___ Supplied material
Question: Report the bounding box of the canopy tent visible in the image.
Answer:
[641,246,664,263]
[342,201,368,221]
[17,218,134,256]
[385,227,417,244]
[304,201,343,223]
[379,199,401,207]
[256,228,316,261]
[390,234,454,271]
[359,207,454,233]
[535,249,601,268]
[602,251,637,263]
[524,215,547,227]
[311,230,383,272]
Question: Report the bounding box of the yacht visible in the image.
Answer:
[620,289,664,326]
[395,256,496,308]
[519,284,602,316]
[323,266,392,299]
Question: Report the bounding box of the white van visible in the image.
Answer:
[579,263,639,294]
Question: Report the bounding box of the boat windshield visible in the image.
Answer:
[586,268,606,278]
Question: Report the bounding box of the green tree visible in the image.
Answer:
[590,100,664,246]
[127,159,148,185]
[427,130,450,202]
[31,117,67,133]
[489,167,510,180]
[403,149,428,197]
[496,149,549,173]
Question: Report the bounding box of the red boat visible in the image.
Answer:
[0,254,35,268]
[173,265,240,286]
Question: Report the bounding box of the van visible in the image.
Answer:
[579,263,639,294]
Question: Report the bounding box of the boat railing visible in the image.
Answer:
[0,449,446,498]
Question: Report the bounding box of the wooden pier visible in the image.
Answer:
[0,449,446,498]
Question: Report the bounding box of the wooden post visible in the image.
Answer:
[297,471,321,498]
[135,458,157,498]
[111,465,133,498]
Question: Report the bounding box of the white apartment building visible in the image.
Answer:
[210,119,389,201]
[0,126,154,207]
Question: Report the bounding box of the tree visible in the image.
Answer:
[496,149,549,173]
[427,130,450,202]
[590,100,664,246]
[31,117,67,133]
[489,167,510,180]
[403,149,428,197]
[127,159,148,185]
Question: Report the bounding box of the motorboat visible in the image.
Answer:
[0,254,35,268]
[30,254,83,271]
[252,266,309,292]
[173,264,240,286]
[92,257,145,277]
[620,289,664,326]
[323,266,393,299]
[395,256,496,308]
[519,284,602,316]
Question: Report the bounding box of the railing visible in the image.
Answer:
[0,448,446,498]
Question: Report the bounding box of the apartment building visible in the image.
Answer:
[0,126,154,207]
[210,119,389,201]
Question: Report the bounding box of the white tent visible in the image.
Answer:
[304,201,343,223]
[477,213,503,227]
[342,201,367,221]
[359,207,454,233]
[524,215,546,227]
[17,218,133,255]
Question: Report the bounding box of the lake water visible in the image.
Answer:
______
> [Requirement]:
Can you print all of the records above verbatim, with every character unchanged?

> [Exercise output]:
Question: Report the bounding box of the canopy tent visible in the image.
Answer:
[641,246,664,263]
[342,201,368,221]
[17,218,134,256]
[385,227,417,244]
[304,201,343,223]
[379,199,401,207]
[256,228,316,261]
[390,234,454,271]
[359,207,454,233]
[535,249,601,268]
[602,251,637,263]
[524,215,547,227]
[311,230,383,272]
Question: Report the bounding box of the yacht visible in the image.
Answer:
[620,289,664,326]
[395,256,496,308]
[519,284,602,316]
[323,266,392,299]
Question: Report the bounding box of the white van visible in the image.
Answer:
[579,263,639,294]
Question: Report the bounding box of the boat windshield visible in the image.
Answer:
[586,268,606,278]
Question: Report the bounding box of the green tree visible in the image.
Answer:
[590,100,664,246]
[127,159,148,185]
[427,130,450,202]
[31,117,67,133]
[489,167,510,180]
[403,149,428,197]
[496,149,549,173]
Question: Report the bounding box of the red boat visible in the image.
Answer:
[0,254,35,268]
[173,265,240,286]
Question: Report the bounding box of the van visible in the image.
Answer:
[579,263,639,294]
Question: Report the bounding box of the boat railing visible in the image.
Answer:
[0,449,446,498]
Question: Report the bounding box of the wooden pier visible in the image.
Answer:
[0,449,446,498]
Question: Report the bounding box of the wooden post visible in the image.
Answer:
[297,471,321,498]
[135,458,157,498]
[111,465,133,498]
Question: Report the bounding box of the white apartment building visible in the image.
Answer:
[210,119,389,201]
[0,126,154,207]
Question: Report the bounding box of the tree visible in the image.
Answer:
[496,149,549,173]
[427,130,450,202]
[590,100,664,246]
[31,117,67,133]
[489,167,510,180]
[403,149,428,197]
[127,159,148,185]
Question: Report the bounding box of the motorboat visible in the image.
Answer:
[0,254,35,268]
[30,254,83,271]
[252,266,309,292]
[173,264,240,286]
[92,257,145,277]
[620,289,664,326]
[323,266,393,299]
[395,256,496,308]
[519,284,602,316]
Question: Report the bounding box of the railing visible in the image.
Answer:
[0,448,446,498]
Question: Report the bounding box of the apartment building visible in the image.
Answer:
[0,126,154,207]
[210,119,389,201]
Question: Report the bounding box of the white tent visible in the image.
Answer:
[304,201,343,223]
[477,213,503,227]
[342,201,367,221]
[359,207,454,233]
[524,215,546,227]
[17,218,133,255]
Question: Report the bounding box of the lake water visible in the image.
Answer:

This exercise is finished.